[Objectives]:
1. List each distinct username that posts in the forum thread below about auto grouping and classifying scanned documents, in order of first appearance.
2. Resume the forum thread below about auto grouping and classifying scanned documents, picking up right after its final sentence.

[Document]:
· · · · ·

Correct use of Auto group and Auto Classify...

eben · August 6, 2012, 8:23am

I find myself avoiding these as DT gets it wrong more often than not. Is this due to my documents not being classified correctly already?

I’m about to go paperless and I’m tempted to create a whole new database for all my scanned documents. This leads me to believe that I might be able to scan the whole lot and let auto group do the heavy lifting. Can anybody comment on success in this area?

edgley · August 6, 2012, 11:53pm

Am about to do the same, so no tips, but we can share the pain together

eben · August 7, 2012, 12:12am

I should get my Scanner in the next couple of days. I’ll try to post everything I’m doing so it might help and others might have some bright ideas. I’m trying to automate as much as I possibly can. I’ll be writing AppleScripts, shell scripts and what ever other utilities I’d need to make this as hands off as possible.

I’ll also be automating backups to Amazon S3 so it might get interesting.

I’m determined to get the software to do as much for me as it possibly can. I’d love to have it down to just feeding the scanner and pushing it’s scan button with everything happening by magic™. I think I should be able to automate file naming and classifying of repetitive documents leaving only exceptions to be dealt with.

edgley · August 7, 2012, 1:50am

Good luck, I don’t have enough to worry about automating it.

I do consider this magic though:
amazon.co.uk/Vupoint-Magic-W … 94&sr=8-14

So many more things can now be captured

eben · August 7, 2012, 10:25am

iPhone cameras are pretty good, you’d be surprised what you can capture with it. We “scan” white boards all the time with phone cameras. I sometimes wonder why we still have printing white boards in this day and age (I guess it’s the older generation still hanging on to it).

Also I’ve got a tendency to hoard. Devonthink has been both a blessing and a curse. I am how ever working on a solution to review everything periodically to purge stale information.

pvonk · August 8, 2012, 1:44am

I have one of these, it’s the most frustrating device I ever bought. I can never get a good straight scan, nor can others in my office. Scanned text is all wavy. Blew $100 on that purchase. I’m actually thinking of just throwing it away.

But using a scan app on my iPhone (takes pictures in a special way), I get pretty good scans.

eben · August 8, 2012, 10:20pm

So I got my new toy, the ScanSnap s1500M, and it’s as awesome as what people said it would be, 5 year old technology to boot.

So I scanned every piece of paper on my desk and in my paper inbox (it’s now gone off to a better home). After DTPO ORC’d it I dropped about 130 documents into a new empty database. From there I selected all documents and auto grouped. That worked rather well but it still grouped some documents in a rather strange way so I selected all documents in the group and auto grouped again. It seems to get it right after about 2 or 3 levels of nesting.

· · · · ·

[Records shown]:
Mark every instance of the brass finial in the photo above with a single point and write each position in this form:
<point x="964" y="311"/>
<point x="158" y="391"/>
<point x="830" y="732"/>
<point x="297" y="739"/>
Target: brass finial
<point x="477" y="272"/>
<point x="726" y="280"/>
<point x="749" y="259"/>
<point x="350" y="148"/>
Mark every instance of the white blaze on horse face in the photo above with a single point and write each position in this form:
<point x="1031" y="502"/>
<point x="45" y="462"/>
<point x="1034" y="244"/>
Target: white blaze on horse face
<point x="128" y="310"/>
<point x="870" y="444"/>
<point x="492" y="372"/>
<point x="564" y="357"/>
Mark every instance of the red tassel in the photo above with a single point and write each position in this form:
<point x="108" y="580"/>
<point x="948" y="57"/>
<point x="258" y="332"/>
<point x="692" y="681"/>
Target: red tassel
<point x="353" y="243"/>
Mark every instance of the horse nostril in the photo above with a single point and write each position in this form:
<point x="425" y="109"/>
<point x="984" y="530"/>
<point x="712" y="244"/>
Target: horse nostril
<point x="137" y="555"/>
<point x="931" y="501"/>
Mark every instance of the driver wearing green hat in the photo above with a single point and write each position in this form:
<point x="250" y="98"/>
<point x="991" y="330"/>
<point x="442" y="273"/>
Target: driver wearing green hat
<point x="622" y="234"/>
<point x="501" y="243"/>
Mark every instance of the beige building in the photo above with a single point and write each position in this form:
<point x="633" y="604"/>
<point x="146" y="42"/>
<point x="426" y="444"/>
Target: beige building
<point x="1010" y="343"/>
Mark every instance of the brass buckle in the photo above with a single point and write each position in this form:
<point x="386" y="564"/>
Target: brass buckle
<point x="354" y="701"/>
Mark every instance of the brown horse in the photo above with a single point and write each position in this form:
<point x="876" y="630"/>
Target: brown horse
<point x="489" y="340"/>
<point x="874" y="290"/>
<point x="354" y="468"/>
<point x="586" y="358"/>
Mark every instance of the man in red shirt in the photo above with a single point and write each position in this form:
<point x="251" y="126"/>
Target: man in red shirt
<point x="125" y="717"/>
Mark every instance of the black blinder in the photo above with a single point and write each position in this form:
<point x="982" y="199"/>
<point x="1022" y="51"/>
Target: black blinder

· · · · ·

[Written responses]:
1. eben, edgley, pvonk

2.
I have another question, and this is possibly for the developers. How does sub groups affect auto classify? I get the idea that you have to work with the AI rather than to expect it to adapt to you. If someone could please explain how the grouping and classifying algorithms work? I’m assuming it’s a basic bayesian classifier, but it’s so smart, so maybe it’s a little tweaked.

I’m determined to crack this correct usage pattern since it will seriously make life a lot easier.

For those wondering about my automatic renaming of files… I’ve taken a leaf out of other members’ books. As long as my groups are named correctly it doesn’t really matter what the file it called. I do think this requires your groups to be rather specific though!

edgley · August 9, 2012, 9:25pm

I didn’t know about using auto groups to let the AI do the work from the start.
That changes things.

Hmm, maybe time for a test DB and see what that comes up with, thank you for this info!

eben · August 9, 2012, 10:20pm

I’ve done another test, last night I scanned my company’s first year of trading it was only 100 pdf’s and I let Auto Group do it’s magic again.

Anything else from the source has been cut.